## TEKS BACAAN
Dalam perjalanannya, Whoosh menghadapi aneka situasi yang tak menguntungkan. Dari biaya pembangunan membengkak, menghapus perjalanan kereta konvensional Agro Parahyangan jurusan Jakarta-Bandung, hingga dituding biang rugi PT Wijaya Karya (WIKA) akibat menangani proyek ini. Walhasil, PT Kereta Cepat Indonesia Cina (KCIC) berakrobat dengan bermacam jurus.
Pembangunan proyek Whoosh menelan biaya tinggi. Awalnya biaya proyek hanya memerlukan investasi US$ 6,07 miliar atau sekitar Rp86 triliun yang dananya ditanggung korporasi, bukan dari anggaran negara. Namun, rencana ini buyar karena ternyata biaya pembangunan membekak US$ 7,2 miliar atau Rp108 triliun.
Pengamat Badan Usaha Milik Negara (BUMN) dari Datanesia Institute, Herry Gunawan, menilai membengkaknya biaya ini merupakan buntut dari tata kelola proyek yang tak baik, terutama dalam manajemen risiko. Senyampang itu, pada akhirnya BUMN mesti menyuntik proyek dengan dana dari APBN. Herry meminta pemerintah menginvestigasi sekaligus mengaudit proyek kereta cepat ini.

Entri dari kumpulan data
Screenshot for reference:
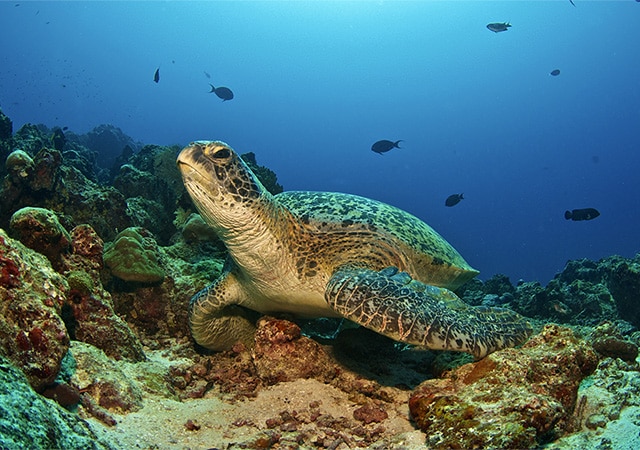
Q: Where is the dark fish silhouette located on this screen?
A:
[51,127,67,151]
[209,83,233,102]
[487,22,511,33]
[564,208,600,220]
[371,139,402,155]
[444,194,464,206]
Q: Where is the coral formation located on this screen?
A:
[104,227,165,284]
[0,355,115,450]
[0,108,640,448]
[253,317,338,384]
[9,207,71,268]
[0,229,69,389]
[409,325,598,448]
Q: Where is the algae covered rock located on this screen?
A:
[4,150,33,183]
[70,341,142,414]
[409,325,598,448]
[0,355,115,450]
[0,229,69,389]
[10,207,71,267]
[104,227,165,284]
[253,317,338,384]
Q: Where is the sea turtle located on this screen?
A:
[177,141,531,358]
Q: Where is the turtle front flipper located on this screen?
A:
[325,267,532,359]
[189,272,259,351]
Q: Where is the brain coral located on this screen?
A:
[104,227,165,284]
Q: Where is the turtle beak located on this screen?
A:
[176,142,203,171]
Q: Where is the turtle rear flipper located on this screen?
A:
[325,267,532,359]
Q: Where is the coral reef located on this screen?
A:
[409,325,598,448]
[70,341,142,414]
[253,317,339,384]
[0,355,115,450]
[9,207,71,269]
[458,255,640,327]
[104,227,165,284]
[0,108,640,449]
[0,229,69,390]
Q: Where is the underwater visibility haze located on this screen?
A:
[0,0,640,284]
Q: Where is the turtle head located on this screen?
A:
[177,141,271,235]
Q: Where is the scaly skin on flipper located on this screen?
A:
[178,141,530,357]
[189,273,258,350]
[326,267,532,359]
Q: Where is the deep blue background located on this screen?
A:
[0,0,640,284]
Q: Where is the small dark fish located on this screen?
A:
[371,139,402,155]
[564,208,600,220]
[209,83,233,102]
[487,22,511,33]
[51,127,67,151]
[444,194,464,206]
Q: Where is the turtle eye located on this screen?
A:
[211,147,231,159]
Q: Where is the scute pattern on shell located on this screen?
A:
[275,191,478,289]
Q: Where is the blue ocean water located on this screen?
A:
[0,0,640,284]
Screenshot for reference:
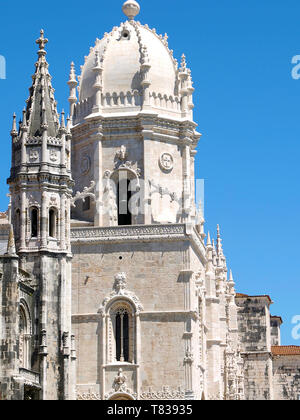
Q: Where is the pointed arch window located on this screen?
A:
[30,207,39,238]
[19,304,31,370]
[15,209,21,238]
[49,208,58,238]
[115,308,130,362]
[107,301,136,363]
[117,178,132,226]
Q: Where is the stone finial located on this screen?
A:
[122,0,141,20]
[115,273,127,294]
[113,368,127,392]
[10,113,18,137]
[36,29,48,56]
[180,54,186,73]
[6,225,16,256]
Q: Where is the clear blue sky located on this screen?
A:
[0,0,300,345]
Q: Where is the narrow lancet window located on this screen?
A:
[31,208,38,238]
[49,209,56,238]
[115,309,129,362]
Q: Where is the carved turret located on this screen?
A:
[8,30,73,253]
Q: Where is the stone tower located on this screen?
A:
[68,0,242,400]
[4,31,74,400]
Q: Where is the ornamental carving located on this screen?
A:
[29,149,40,162]
[140,386,185,400]
[116,145,128,162]
[77,391,101,401]
[159,153,174,172]
[99,273,143,315]
[80,154,91,175]
[113,369,127,392]
[49,149,58,163]
[71,181,96,207]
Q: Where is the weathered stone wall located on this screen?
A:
[0,257,22,400]
[72,239,204,398]
[236,296,273,400]
[273,355,300,401]
[242,352,273,401]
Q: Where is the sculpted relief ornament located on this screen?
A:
[159,153,174,172]
[71,181,96,207]
[80,153,91,175]
[105,369,137,400]
[99,273,143,314]
[113,145,141,178]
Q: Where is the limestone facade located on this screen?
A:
[0,0,300,400]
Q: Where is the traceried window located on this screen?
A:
[30,207,39,238]
[107,301,136,363]
[19,305,31,369]
[117,178,132,226]
[115,308,129,362]
[15,209,21,238]
[49,209,58,238]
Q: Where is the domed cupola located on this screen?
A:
[69,0,194,123]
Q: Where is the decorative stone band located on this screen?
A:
[19,368,40,386]
[71,224,206,264]
[77,392,101,401]
[72,310,198,324]
[140,386,185,400]
[71,224,185,244]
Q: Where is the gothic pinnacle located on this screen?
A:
[206,232,211,246]
[122,0,141,20]
[35,29,48,57]
[10,112,18,137]
[6,225,16,256]
[21,108,27,129]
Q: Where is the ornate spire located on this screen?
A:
[35,29,48,57]
[180,54,187,73]
[26,30,59,137]
[217,225,223,257]
[10,113,18,137]
[206,232,211,246]
[122,0,141,20]
[6,225,16,256]
[68,61,78,117]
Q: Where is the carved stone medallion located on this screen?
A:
[159,153,174,172]
[80,154,91,175]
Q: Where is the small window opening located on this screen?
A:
[116,312,129,362]
[31,208,38,238]
[121,30,130,39]
[117,179,132,226]
[49,209,56,238]
[82,197,91,211]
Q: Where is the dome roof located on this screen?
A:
[79,21,178,101]
[72,0,194,123]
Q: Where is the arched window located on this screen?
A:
[117,178,132,226]
[108,301,136,363]
[30,207,39,238]
[115,308,129,362]
[15,209,21,238]
[19,305,31,369]
[49,209,57,238]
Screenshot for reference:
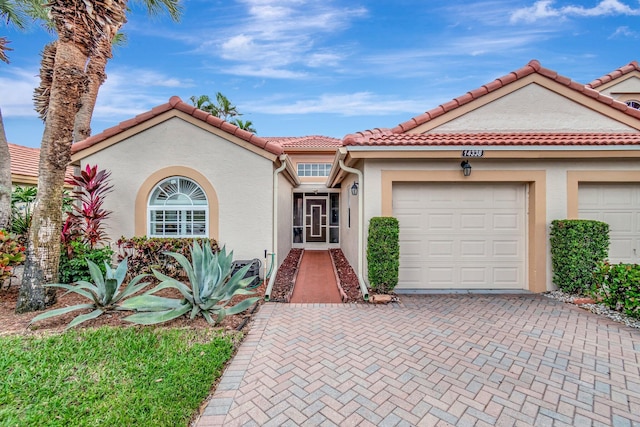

## TUGAS WAJIB A
Dalam teks bacaan tentang kereta cepat Whoosh, berapa investasi yang semula diperlukan untuk proyek tersebut?
## TUGAS WAJIB B
Kumpulkan setiap baris catatan yang memuat kata "dark". Perbedaan huruf besar dan kecil diperhitungkan.
Teks bacaan dan catatan merupakan bahan yang berdiri sendiri dan tidak saling terkait.

## JAWABAN TERTULIS A
US$ 6,07 miliar atau sekitar Rp86 triliun.

## JAWABAN TERTULIS B
Q: Where is the dark fish silhouette located on this screen?
Q: Where is the small dark fish located on this screen?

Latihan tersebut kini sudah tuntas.